_TASK ITEM 1_
In the Suncorp update, swap "automotive claims" for "motor vehicle claims" and give the passage from "Suncorp CEO Steve" to "leader Terri Scheer.".
_TASK ITEM 2_
Translate this sentence from the Suncorp update into Spanish: "Ms Hatton is returning to Sydney to work for an unnamed fintech company."

_PAGE EXCERPT_
==*==
Suncorp CEO Steve Johnston said the outbreak of the virus would have a wide range of impacts across its insurance and banking business ranging from mildly positive to overwhelmingly negative in its quarterly update.

Mr Johnston said there would be fewer automotive claims but expected a uptick in the loss of rent claims from landlords while “the precise impact will be hard to predict. The bank has around half a million in-force landlord insurance policies with the majority through market leader Terri Scheer.

“We have already received thousands of requests for financial hardship from both our bank and insurance customers and have provided discounts and premium waivers to 12,300 insurance customers in Australia and New Zealand and approved $4.05 billion in loan deferrals.”

Mr Johnston said as a result of the underpayment of employees costs with be slightly higher than $2.7 billion for the upcoming full year.

In a separate announcement, Mr Johnston announced that newly appointed CEO of its banking arm and former Ubank boss Lee Hatton was leaving the bank at the end of May after starting in February.

Ms Hatton, who had long been associated with NAB’s digital only banking arm UBank, will be replaced on an acting basis by Suncorp executive general manager of deposits and payments Bruce Rush who has been with the bank for a decade. Ms Hatton is returning to Sydney to work for an unnamed fintech company.

The $133 million in COVID-19 provisions is equivalent to 23 basis points of gross loans and acceptances and takes the total provisions to $234 million or around double the size of provisions for bad and doubtful debts seen in the first half.
==*==
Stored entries
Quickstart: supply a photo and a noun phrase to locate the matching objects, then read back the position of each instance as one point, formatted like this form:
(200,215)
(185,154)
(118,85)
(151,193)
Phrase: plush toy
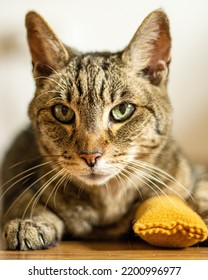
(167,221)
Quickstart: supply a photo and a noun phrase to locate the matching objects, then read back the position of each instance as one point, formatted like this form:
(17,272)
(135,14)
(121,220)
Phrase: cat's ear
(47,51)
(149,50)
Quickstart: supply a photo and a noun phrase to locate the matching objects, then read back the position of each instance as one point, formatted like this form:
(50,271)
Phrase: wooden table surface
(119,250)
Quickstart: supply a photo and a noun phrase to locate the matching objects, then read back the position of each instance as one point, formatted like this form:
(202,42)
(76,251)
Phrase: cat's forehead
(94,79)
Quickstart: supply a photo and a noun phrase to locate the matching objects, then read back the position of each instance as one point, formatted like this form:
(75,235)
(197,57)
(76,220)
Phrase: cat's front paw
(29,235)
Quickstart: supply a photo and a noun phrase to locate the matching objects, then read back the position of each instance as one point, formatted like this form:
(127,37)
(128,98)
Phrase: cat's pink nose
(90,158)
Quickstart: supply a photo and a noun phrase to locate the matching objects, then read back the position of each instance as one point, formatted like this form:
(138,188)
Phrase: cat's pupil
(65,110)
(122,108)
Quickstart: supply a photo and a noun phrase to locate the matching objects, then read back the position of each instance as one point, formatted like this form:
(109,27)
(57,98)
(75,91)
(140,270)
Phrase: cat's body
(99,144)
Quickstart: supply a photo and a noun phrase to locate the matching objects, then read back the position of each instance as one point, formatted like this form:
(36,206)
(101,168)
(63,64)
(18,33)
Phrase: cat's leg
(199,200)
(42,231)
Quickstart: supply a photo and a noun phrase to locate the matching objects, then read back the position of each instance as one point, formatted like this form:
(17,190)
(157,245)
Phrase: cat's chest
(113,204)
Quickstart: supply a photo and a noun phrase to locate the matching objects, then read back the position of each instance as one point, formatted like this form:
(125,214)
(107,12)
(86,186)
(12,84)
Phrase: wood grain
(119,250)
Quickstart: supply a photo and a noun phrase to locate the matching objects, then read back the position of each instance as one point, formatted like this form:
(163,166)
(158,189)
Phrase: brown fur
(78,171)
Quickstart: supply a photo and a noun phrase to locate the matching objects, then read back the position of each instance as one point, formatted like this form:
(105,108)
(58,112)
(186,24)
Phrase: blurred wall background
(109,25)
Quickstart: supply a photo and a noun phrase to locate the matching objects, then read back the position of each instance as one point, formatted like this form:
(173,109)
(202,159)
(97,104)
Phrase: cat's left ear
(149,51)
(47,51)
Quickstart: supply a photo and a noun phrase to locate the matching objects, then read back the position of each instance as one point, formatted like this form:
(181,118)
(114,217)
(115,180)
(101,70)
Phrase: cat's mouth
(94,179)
==*==
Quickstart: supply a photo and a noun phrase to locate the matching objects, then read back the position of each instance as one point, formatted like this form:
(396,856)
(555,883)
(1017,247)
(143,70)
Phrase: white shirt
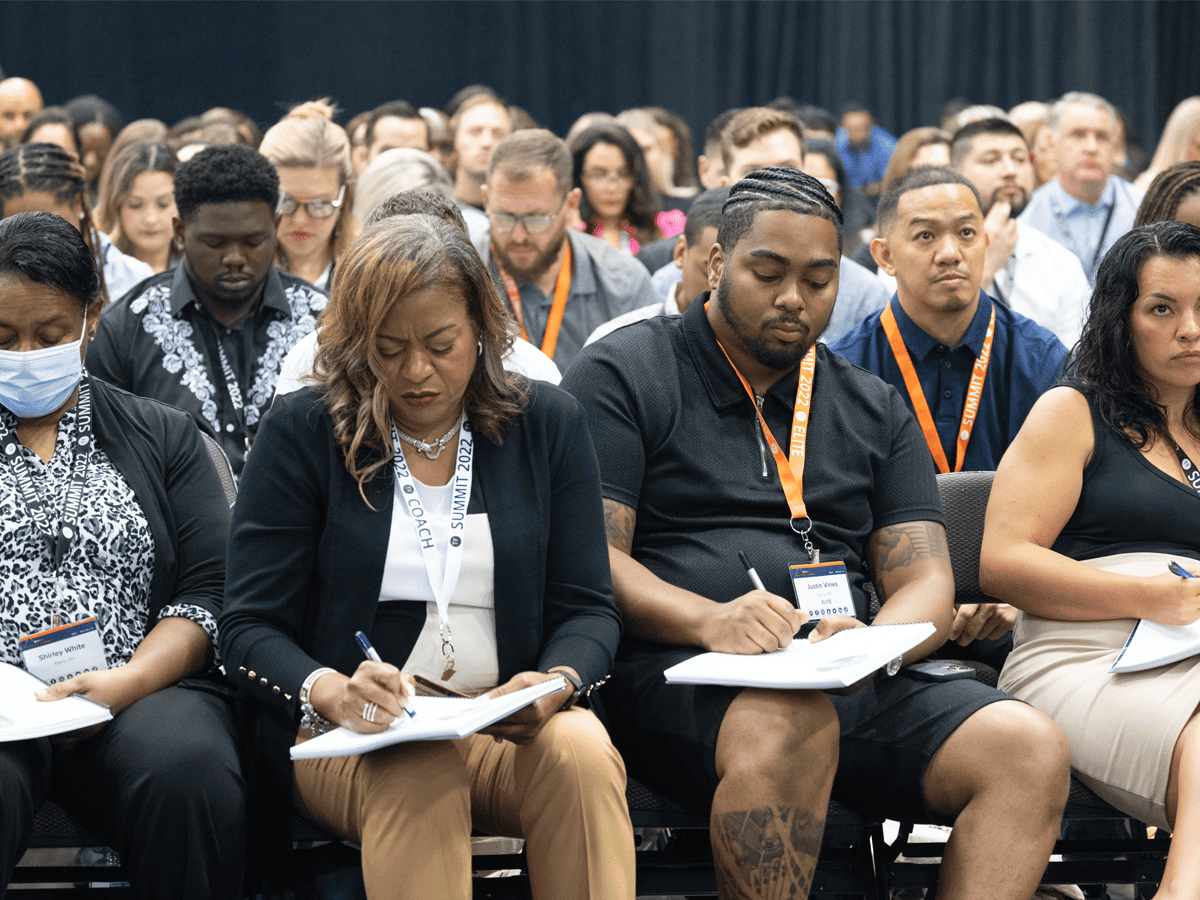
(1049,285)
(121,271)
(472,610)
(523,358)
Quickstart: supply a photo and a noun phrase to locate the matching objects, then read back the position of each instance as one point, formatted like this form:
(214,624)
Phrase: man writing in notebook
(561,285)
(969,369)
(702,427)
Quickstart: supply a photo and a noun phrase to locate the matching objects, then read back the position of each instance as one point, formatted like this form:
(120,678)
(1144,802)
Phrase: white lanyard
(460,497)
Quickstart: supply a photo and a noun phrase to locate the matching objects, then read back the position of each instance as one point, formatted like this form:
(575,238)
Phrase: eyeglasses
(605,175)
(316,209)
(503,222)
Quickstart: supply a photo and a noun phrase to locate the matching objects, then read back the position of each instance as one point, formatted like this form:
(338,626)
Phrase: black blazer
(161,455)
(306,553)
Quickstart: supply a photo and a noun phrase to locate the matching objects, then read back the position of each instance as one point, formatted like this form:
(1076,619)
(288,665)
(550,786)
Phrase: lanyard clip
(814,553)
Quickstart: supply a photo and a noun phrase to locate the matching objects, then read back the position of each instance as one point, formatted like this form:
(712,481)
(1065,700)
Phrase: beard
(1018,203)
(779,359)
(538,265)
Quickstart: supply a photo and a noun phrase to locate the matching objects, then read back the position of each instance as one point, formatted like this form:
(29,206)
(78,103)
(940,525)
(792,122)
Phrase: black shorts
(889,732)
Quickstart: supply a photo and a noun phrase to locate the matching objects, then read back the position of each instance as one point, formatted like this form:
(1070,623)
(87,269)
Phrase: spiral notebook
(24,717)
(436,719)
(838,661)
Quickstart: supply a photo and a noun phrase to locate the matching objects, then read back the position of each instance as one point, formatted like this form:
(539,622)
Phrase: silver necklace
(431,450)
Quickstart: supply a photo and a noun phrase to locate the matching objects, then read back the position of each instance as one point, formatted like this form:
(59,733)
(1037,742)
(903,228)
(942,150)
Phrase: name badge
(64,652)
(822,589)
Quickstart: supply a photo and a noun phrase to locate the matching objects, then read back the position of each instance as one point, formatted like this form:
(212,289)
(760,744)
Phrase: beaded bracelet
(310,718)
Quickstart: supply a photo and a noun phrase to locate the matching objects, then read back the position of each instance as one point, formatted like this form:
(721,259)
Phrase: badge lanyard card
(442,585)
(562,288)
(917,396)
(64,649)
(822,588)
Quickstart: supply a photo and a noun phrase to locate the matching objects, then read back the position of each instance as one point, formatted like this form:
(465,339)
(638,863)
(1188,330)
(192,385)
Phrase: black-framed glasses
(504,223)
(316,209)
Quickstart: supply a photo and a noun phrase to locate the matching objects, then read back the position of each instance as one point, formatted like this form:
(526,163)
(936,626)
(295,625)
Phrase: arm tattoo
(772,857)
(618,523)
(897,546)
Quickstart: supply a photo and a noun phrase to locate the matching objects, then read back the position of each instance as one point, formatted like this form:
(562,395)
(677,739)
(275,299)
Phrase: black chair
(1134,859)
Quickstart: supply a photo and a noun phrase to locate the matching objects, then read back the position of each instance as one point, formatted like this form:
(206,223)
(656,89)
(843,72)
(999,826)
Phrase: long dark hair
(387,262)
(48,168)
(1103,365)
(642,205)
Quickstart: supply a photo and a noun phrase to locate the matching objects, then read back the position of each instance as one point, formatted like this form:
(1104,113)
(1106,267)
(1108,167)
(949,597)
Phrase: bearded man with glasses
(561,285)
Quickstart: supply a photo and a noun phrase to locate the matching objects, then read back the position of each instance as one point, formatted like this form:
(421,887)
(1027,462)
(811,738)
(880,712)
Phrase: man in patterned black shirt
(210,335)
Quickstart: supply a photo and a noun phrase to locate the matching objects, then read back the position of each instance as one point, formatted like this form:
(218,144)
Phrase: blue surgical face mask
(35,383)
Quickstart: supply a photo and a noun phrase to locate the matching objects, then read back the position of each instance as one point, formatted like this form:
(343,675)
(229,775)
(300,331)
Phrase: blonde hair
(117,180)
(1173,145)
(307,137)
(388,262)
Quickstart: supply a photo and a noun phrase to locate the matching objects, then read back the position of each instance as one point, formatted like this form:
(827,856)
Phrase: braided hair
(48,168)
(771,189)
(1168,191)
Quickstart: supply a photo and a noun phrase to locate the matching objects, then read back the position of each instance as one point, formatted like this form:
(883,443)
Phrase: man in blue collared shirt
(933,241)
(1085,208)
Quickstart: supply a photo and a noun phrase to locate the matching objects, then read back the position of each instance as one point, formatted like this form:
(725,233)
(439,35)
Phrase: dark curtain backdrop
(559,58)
==*==
_WRITTEN RESPONSE 1_
Suncorp CEO Steve Johnston said the outbreak of the virus would have a wide range of impacts across its insurance and banking business ranging from mildly positive to overwhelmingly negative in its quarterly update.

Mr Johnston said there would be fewer motor vehicle claims but expected a uptick in the loss of rent claims from landlords while “the precise impact will be hard to predict. The bank has around half a million in-force landlord insurance policies with the majority through market leader Terri Scheer.

_WRITTEN RESPONSE 2_
La Sra. Hatton regresa a Sídney para trabajar en una empresa fintech cuyo nombre no se ha dado a conocer.